#### Activity
Go through the data and retrieve each line that includes the string "below".

-- Opening Marker --

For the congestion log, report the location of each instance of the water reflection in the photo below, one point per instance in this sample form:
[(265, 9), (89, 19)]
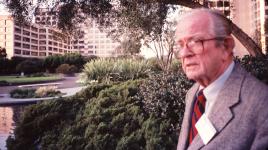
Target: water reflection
[(8, 118)]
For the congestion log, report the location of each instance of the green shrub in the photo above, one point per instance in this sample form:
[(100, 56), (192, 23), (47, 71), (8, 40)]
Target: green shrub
[(22, 93), (104, 116), (106, 70), (66, 69), (164, 96), (30, 66)]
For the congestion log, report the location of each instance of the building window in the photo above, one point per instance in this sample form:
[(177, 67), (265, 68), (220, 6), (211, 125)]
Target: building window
[(42, 42), (34, 41), (42, 54), (41, 48), (42, 36), (34, 47), (34, 53), (42, 30), (26, 52), (17, 37), (34, 29), (16, 51), (17, 44), (25, 39), (34, 35), (26, 32), (27, 46)]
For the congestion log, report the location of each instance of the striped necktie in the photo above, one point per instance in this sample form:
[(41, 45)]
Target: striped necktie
[(199, 109)]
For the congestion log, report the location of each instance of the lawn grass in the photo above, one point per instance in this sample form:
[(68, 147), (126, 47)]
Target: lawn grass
[(23, 80)]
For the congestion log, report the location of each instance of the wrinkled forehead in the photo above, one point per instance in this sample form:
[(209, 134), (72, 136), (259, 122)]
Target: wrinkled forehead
[(191, 25)]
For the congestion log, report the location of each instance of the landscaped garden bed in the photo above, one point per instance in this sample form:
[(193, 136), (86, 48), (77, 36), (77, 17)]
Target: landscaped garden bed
[(17, 80), (41, 92)]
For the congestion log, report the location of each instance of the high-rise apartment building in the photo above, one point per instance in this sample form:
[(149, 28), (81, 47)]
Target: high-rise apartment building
[(31, 40), (93, 41), (251, 16), (46, 17), (90, 40), (225, 6)]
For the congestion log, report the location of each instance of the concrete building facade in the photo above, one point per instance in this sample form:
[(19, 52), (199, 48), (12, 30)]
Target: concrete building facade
[(31, 40)]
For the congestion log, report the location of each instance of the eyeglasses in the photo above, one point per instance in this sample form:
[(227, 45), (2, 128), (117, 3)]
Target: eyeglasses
[(194, 45)]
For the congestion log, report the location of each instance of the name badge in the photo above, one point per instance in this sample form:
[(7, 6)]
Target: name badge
[(205, 129)]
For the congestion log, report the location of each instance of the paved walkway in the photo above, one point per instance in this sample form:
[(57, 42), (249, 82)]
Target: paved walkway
[(68, 86), (5, 99)]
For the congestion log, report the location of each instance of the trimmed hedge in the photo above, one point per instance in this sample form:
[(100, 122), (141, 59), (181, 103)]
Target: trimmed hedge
[(106, 70), (104, 116)]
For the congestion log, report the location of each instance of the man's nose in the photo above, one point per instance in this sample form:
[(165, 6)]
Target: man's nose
[(185, 52)]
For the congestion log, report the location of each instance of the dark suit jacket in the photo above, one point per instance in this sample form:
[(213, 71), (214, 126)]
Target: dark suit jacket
[(240, 115)]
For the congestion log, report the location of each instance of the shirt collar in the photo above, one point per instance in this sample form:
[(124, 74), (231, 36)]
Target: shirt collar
[(212, 90)]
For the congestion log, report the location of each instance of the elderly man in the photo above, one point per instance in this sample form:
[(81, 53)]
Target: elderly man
[(227, 108)]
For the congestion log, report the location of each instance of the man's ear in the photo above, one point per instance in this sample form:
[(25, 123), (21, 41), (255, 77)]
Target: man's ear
[(229, 43)]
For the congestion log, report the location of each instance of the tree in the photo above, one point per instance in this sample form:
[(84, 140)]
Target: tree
[(3, 53), (127, 13)]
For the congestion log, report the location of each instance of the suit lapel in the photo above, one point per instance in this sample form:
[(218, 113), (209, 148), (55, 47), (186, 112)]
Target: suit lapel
[(221, 113), (187, 116)]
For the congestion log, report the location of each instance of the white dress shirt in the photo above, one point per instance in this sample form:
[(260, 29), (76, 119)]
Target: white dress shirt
[(212, 90)]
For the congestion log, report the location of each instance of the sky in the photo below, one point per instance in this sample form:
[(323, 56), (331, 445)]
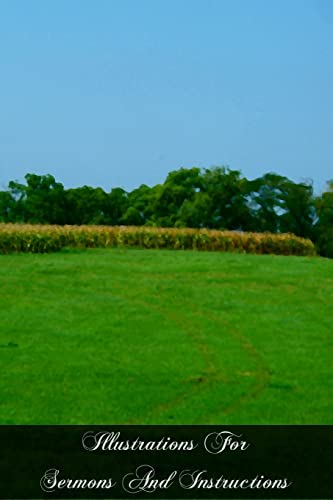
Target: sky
[(120, 92)]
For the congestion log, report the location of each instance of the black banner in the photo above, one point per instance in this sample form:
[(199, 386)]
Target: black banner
[(166, 462)]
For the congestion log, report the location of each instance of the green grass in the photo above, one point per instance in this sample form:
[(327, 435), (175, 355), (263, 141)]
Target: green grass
[(144, 336)]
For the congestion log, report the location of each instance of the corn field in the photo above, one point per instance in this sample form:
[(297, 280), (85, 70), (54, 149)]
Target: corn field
[(49, 238)]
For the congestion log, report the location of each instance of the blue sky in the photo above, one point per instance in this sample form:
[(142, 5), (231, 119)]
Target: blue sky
[(118, 93)]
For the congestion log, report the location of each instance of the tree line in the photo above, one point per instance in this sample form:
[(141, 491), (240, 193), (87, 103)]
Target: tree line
[(213, 198)]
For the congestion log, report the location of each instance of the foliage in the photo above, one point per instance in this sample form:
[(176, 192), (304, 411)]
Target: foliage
[(216, 198), (44, 238)]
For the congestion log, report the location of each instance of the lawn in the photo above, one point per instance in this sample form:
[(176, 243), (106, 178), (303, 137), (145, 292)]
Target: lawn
[(165, 337)]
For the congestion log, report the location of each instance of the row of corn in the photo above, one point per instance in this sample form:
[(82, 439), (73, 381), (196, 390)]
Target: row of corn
[(46, 238)]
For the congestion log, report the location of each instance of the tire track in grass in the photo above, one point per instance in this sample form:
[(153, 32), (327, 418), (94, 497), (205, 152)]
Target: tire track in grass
[(212, 375)]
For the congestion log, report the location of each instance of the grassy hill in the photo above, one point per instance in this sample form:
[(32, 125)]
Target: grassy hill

-- Closing Marker --

#### Completed task
For the congestion log, report the location of each instance of the water reflection in the photo below, one point per instance in this sample form:
For the congestion log, report the location of each instance of the sky in the photo below, one point per instance in this sample form:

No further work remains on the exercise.